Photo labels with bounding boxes
※

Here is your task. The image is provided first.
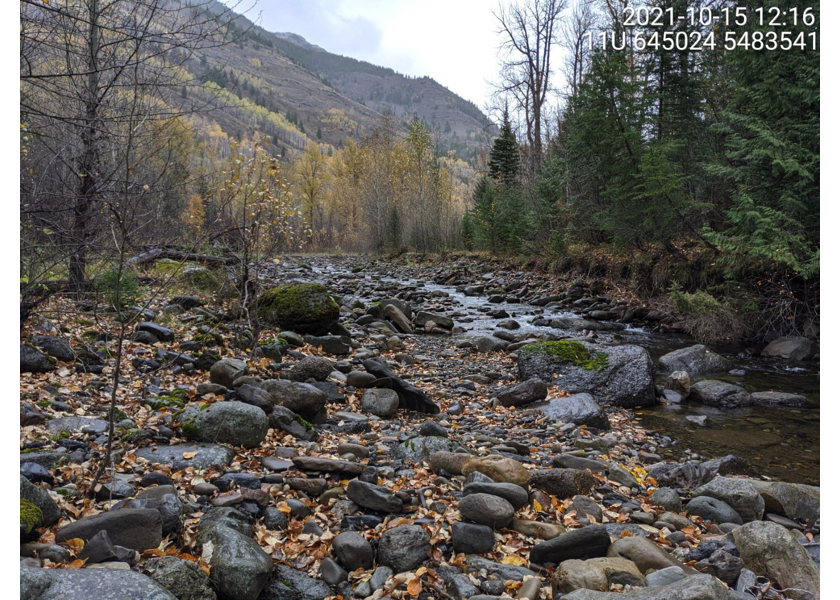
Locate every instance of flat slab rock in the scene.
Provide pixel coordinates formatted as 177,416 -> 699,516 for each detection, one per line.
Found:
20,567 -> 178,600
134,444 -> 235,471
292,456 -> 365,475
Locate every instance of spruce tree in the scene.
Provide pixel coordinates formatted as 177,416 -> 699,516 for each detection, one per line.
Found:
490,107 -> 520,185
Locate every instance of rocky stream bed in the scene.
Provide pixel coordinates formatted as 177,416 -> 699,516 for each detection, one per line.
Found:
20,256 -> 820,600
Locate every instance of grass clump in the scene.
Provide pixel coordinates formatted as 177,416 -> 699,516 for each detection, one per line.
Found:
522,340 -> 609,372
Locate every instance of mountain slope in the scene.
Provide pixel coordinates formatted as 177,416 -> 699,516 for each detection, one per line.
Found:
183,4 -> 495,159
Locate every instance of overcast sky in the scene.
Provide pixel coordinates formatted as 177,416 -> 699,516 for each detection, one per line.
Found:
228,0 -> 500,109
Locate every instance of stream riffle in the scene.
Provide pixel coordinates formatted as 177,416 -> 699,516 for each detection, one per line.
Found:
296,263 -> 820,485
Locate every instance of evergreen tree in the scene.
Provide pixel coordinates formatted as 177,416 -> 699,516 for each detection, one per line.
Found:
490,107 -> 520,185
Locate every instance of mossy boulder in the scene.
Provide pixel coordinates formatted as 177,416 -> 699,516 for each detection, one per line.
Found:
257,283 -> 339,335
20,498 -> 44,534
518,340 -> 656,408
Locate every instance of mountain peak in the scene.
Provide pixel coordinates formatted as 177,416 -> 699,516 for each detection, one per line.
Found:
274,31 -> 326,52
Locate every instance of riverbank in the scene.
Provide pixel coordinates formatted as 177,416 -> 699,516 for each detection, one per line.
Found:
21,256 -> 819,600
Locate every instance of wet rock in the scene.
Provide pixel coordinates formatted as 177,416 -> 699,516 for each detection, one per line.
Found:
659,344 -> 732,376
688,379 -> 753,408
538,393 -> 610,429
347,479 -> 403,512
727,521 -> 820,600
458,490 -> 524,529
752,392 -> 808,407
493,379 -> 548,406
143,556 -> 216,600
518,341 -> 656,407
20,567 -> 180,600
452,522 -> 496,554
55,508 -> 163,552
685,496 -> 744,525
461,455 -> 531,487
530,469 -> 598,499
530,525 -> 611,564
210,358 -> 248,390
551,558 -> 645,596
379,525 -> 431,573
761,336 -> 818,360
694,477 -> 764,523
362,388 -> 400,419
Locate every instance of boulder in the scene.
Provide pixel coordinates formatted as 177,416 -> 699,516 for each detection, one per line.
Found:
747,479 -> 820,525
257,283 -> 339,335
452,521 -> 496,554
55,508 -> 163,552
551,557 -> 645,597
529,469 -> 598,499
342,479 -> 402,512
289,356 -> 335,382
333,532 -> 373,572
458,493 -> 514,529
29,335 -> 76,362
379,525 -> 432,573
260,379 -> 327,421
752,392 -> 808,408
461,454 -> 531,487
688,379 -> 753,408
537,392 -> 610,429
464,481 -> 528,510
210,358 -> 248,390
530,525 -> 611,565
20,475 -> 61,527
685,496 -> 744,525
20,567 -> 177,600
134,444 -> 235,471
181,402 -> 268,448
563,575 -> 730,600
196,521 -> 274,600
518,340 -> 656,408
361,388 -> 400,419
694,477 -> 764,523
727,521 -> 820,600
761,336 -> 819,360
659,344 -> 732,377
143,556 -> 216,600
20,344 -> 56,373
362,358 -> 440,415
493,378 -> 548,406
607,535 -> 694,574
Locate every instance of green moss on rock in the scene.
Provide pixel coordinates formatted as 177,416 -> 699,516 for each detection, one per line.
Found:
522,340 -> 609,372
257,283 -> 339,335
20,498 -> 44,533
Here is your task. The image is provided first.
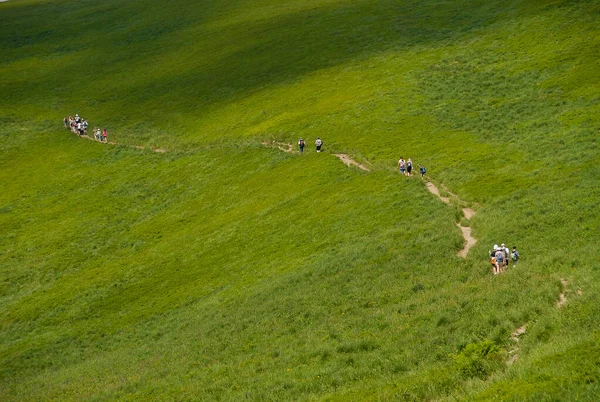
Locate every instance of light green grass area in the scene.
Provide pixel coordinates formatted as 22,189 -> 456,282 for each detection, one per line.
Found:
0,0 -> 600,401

※

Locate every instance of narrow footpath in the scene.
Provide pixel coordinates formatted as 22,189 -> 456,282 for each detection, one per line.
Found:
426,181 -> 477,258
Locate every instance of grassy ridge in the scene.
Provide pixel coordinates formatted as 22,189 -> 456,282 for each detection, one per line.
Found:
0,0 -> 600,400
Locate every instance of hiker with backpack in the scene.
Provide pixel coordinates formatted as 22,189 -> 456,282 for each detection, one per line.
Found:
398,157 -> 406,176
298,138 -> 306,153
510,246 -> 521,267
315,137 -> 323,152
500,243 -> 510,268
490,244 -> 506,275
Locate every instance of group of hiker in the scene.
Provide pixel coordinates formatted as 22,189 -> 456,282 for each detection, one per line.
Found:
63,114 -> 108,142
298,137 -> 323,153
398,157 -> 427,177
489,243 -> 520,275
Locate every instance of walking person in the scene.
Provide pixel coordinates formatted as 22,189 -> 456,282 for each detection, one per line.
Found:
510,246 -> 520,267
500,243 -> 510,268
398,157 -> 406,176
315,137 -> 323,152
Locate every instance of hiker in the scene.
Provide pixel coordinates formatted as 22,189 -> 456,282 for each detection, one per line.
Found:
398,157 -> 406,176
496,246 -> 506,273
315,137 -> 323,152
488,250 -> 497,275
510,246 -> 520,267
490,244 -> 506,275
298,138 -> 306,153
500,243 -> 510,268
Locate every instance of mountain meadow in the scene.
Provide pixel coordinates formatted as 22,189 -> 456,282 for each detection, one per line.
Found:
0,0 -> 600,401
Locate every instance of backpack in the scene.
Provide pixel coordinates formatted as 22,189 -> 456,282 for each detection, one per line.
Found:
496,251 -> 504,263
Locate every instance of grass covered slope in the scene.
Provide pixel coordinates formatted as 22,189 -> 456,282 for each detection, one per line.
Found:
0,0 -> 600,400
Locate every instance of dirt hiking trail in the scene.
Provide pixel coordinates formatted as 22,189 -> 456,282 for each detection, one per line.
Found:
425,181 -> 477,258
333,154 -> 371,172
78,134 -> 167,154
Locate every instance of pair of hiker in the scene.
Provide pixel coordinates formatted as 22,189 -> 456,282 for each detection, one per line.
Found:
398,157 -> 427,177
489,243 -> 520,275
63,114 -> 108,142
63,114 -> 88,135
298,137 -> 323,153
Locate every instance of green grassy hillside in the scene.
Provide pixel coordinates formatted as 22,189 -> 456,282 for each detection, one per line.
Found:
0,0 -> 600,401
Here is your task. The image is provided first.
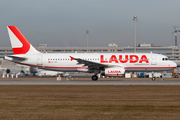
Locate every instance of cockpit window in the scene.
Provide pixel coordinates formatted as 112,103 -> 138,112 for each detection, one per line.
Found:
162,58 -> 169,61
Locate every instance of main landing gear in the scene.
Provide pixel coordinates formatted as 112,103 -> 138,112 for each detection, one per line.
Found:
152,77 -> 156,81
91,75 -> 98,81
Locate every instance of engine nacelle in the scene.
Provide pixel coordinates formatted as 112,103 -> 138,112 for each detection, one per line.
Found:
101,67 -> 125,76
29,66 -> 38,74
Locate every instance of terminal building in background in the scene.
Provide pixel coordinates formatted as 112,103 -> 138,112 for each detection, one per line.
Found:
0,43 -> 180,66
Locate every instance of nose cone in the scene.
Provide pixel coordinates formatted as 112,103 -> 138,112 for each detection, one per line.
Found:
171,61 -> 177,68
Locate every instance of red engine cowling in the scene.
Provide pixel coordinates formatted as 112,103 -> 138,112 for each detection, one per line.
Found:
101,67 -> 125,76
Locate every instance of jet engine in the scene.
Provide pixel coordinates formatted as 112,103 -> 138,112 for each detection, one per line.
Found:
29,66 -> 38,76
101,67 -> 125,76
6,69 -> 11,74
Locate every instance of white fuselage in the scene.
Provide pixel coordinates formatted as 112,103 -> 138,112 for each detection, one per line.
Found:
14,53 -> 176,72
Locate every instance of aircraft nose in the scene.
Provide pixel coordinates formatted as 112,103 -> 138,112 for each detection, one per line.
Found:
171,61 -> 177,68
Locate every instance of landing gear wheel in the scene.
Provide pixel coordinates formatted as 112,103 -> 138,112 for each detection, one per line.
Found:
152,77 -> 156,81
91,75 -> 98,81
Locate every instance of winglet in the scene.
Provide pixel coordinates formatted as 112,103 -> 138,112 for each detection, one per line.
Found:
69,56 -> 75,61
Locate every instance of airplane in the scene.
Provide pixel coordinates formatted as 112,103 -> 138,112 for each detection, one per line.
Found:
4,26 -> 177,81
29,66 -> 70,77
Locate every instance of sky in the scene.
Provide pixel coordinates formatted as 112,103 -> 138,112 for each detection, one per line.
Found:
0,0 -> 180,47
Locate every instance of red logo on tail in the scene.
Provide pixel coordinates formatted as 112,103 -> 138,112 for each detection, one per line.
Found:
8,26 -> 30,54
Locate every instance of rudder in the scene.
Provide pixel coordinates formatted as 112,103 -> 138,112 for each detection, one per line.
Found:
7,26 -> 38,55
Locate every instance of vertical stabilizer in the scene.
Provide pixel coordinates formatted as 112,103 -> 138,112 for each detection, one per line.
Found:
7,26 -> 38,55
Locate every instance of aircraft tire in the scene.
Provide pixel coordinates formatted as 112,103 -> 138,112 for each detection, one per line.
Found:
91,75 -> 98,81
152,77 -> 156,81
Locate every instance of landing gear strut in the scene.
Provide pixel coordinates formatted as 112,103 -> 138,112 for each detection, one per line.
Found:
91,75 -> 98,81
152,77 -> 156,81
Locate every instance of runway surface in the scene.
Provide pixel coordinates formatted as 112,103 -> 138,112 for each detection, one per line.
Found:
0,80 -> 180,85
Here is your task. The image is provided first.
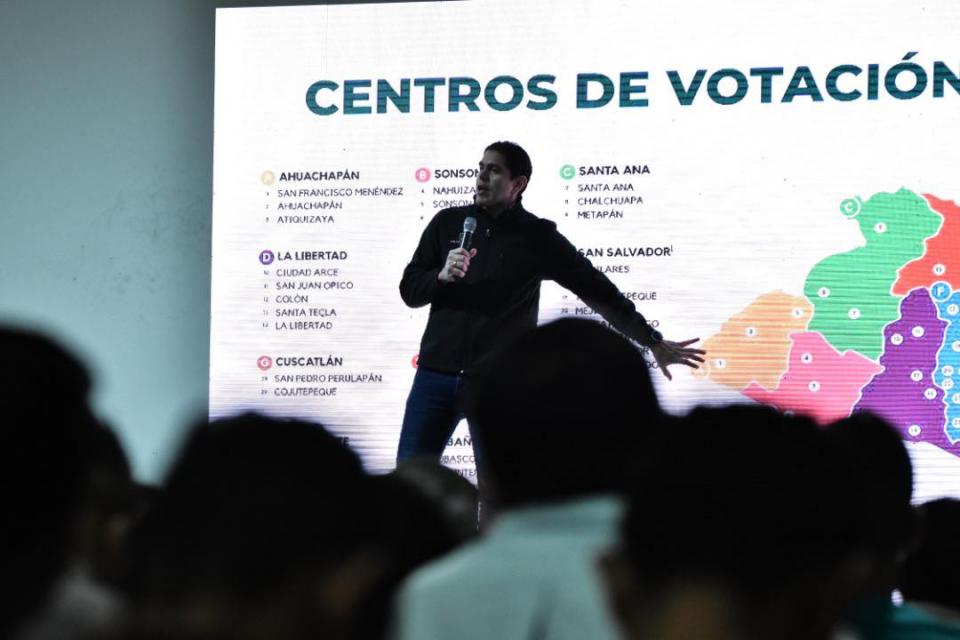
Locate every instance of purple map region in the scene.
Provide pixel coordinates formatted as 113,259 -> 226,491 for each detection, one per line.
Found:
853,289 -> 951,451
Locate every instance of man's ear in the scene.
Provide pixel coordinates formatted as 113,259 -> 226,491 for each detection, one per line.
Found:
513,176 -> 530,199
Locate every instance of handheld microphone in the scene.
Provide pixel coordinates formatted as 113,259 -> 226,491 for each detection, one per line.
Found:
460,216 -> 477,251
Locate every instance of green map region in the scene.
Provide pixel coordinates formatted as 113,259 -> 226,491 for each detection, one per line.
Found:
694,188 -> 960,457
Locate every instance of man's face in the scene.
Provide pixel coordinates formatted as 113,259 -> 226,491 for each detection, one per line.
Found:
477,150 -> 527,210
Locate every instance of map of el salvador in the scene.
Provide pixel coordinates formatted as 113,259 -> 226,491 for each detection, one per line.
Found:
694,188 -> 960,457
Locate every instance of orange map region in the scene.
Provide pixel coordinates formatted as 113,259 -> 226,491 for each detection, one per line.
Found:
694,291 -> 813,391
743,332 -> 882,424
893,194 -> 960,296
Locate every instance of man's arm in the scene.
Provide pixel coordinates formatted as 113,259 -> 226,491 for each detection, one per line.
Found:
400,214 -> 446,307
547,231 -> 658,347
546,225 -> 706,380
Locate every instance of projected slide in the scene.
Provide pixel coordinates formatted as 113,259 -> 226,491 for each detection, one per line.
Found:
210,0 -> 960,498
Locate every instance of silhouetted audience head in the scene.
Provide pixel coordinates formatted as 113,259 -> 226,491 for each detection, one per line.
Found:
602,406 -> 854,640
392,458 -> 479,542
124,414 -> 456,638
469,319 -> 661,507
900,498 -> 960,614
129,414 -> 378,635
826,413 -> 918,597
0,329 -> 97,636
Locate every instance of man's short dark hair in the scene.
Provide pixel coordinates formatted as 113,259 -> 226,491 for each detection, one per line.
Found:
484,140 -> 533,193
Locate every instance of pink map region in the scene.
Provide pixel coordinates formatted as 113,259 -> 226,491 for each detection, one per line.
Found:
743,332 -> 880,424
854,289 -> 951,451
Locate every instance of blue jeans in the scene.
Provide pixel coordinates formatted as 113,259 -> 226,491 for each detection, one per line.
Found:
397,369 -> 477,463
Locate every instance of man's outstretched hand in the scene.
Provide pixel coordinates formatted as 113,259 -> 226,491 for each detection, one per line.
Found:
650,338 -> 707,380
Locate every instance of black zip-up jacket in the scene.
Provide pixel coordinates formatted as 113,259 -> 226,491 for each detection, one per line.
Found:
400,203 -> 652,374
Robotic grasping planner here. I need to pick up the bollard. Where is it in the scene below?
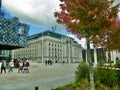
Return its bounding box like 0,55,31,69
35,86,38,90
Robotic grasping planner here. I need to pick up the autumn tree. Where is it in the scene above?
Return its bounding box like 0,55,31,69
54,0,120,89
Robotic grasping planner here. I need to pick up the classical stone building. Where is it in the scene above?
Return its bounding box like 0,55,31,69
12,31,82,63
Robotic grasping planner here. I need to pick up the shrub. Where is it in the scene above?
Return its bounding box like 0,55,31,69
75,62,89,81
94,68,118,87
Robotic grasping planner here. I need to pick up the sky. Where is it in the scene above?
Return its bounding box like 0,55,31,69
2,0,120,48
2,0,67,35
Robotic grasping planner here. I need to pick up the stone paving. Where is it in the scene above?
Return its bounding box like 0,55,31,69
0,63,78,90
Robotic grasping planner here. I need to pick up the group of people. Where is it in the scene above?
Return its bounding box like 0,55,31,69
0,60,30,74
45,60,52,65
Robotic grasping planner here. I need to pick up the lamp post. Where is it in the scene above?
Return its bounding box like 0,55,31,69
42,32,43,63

※

TO DO: Rewrite the material from the line with "Locate every instance of vertical" up to and including the line with "546,225 -> 706,380", replacing "in the scene" with "in the image" throughout and leaving everything else unchanged. Omit the pictures from your answer.

FULL RESPONSE:
Locate every instance of vertical stabilizer in the image.
Provide pixel coordinates formatted as 112,103 -> 138,112 for each detection, one per line.
Found:
7,26 -> 38,55
Locate every instance of aircraft tire in the image.
Provide pixel coordinates formatted as 112,103 -> 138,112 for each detection, one per line.
Found:
91,75 -> 98,81
152,77 -> 156,81
Locate every instance of landing gear strut in the image.
Provide pixel coordinates formatted as 112,103 -> 138,112 for each detection, one per line.
Found:
91,75 -> 98,81
152,77 -> 156,81
Locate every instance of runway surface in the image.
Provide pixel coordinates formatted as 112,103 -> 138,112 for each detection, one per line.
Found:
0,80 -> 180,85
Here is your task. The image is provided first.
Locate every instance of purple map region in the image.
Provide pixel coordinates formatted as 113,259 -> 226,491 for each detection, one per line.
Found:
853,289 -> 951,451
Locate every instance of man's ear in the image.
Provide pixel coordinates formatted as 113,259 -> 226,491 for each detection, one per line.
Found:
513,176 -> 530,199
Locate every instance of handheld microphone in the image.
Provide pixel coordinates formatted as 113,259 -> 226,491 for each detection, one per line.
Found:
460,216 -> 477,251
Locate every instance of green map region in the image.
Provide pixel coordinates formatted as 113,259 -> 226,491 for each detection, one per line.
Found:
694,188 -> 960,457
Locate every instance of man's face in the image.
Provide pixel coordinates formatted as 113,259 -> 226,491 for each detection, one per line.
Found:
477,150 -> 527,210
Locate every instance of map of el salvador in the image.
Provide pixel coordinates formatted as 113,259 -> 226,491 for each detection, one per line.
Found:
694,188 -> 960,457
Locate every instance of orange map region in the image.
Provide pixel coordinates formatted as 113,259 -> 226,491 for each detection, one per line.
Found:
694,291 -> 813,391
743,332 -> 882,424
893,194 -> 960,296
Locate every instance of man's arm in the image.
Provide pixel coordinates formatted as 113,259 -> 226,491 for each detection, one per line.
Found:
400,214 -> 446,307
547,231 -> 658,347
546,225 -> 706,380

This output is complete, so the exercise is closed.